• _What you have to do_:
Count the lines in the rows below that contain the string "ridge". Reply with that number alone.

==========

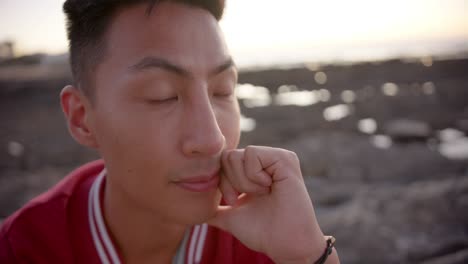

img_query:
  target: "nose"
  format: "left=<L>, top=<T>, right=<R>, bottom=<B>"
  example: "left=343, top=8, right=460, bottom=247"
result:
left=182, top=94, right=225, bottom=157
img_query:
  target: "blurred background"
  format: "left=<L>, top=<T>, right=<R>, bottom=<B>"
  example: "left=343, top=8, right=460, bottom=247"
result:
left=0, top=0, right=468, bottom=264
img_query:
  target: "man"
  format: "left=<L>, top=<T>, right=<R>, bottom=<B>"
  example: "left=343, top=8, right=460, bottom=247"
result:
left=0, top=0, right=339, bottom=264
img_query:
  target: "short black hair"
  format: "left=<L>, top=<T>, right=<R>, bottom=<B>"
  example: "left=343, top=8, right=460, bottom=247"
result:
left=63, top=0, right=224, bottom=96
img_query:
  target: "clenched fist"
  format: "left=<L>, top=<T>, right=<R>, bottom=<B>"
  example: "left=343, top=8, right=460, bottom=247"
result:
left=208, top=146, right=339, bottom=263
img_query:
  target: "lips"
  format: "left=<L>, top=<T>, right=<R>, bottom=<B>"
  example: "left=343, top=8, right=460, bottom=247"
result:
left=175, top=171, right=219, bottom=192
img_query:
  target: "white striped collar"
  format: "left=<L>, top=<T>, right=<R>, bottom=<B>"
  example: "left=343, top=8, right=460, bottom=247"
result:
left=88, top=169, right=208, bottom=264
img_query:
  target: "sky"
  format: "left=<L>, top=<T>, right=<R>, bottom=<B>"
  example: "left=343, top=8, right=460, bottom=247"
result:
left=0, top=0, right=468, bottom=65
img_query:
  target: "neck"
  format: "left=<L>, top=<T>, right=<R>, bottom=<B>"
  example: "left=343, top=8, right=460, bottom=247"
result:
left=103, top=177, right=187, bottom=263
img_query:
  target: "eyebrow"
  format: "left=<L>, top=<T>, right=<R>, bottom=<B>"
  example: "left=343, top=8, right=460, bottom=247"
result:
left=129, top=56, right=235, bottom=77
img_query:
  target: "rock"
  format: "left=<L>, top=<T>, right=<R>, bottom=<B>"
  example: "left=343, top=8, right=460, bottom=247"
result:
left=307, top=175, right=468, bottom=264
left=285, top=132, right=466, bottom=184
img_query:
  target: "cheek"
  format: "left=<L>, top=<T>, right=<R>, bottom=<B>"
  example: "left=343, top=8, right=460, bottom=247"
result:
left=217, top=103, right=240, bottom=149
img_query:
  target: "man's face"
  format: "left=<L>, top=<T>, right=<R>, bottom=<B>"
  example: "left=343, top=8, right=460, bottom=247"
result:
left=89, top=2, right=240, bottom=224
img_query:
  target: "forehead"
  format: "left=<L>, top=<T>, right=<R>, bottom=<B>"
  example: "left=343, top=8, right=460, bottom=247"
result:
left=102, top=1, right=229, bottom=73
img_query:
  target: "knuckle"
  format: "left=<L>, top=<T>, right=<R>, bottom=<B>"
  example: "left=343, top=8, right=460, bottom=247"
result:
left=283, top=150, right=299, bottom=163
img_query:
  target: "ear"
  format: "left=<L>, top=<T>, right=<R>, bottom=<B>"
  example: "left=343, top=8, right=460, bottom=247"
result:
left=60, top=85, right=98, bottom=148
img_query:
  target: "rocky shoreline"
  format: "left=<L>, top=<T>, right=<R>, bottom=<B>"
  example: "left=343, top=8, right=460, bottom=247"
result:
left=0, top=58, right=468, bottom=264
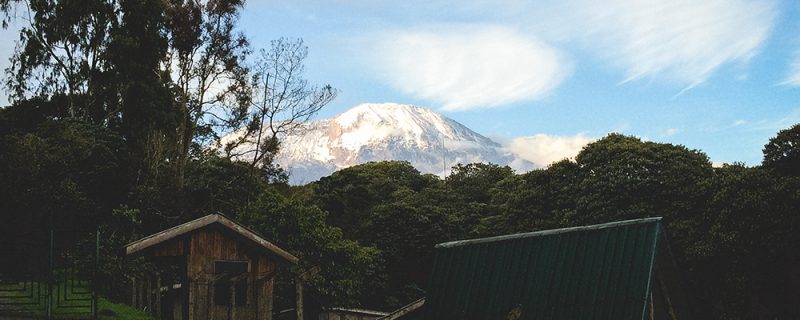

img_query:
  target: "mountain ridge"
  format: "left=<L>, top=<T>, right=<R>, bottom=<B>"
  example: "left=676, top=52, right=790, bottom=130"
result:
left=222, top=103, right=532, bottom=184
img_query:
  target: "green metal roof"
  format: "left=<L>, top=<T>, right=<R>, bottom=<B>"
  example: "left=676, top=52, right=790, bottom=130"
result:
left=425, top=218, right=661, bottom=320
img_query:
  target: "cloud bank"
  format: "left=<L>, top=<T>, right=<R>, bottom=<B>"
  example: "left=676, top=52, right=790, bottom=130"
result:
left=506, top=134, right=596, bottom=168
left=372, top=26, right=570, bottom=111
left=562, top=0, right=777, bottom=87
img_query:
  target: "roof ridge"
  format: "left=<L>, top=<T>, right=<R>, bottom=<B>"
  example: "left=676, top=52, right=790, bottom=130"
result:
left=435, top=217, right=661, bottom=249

==========

• _The result_:
2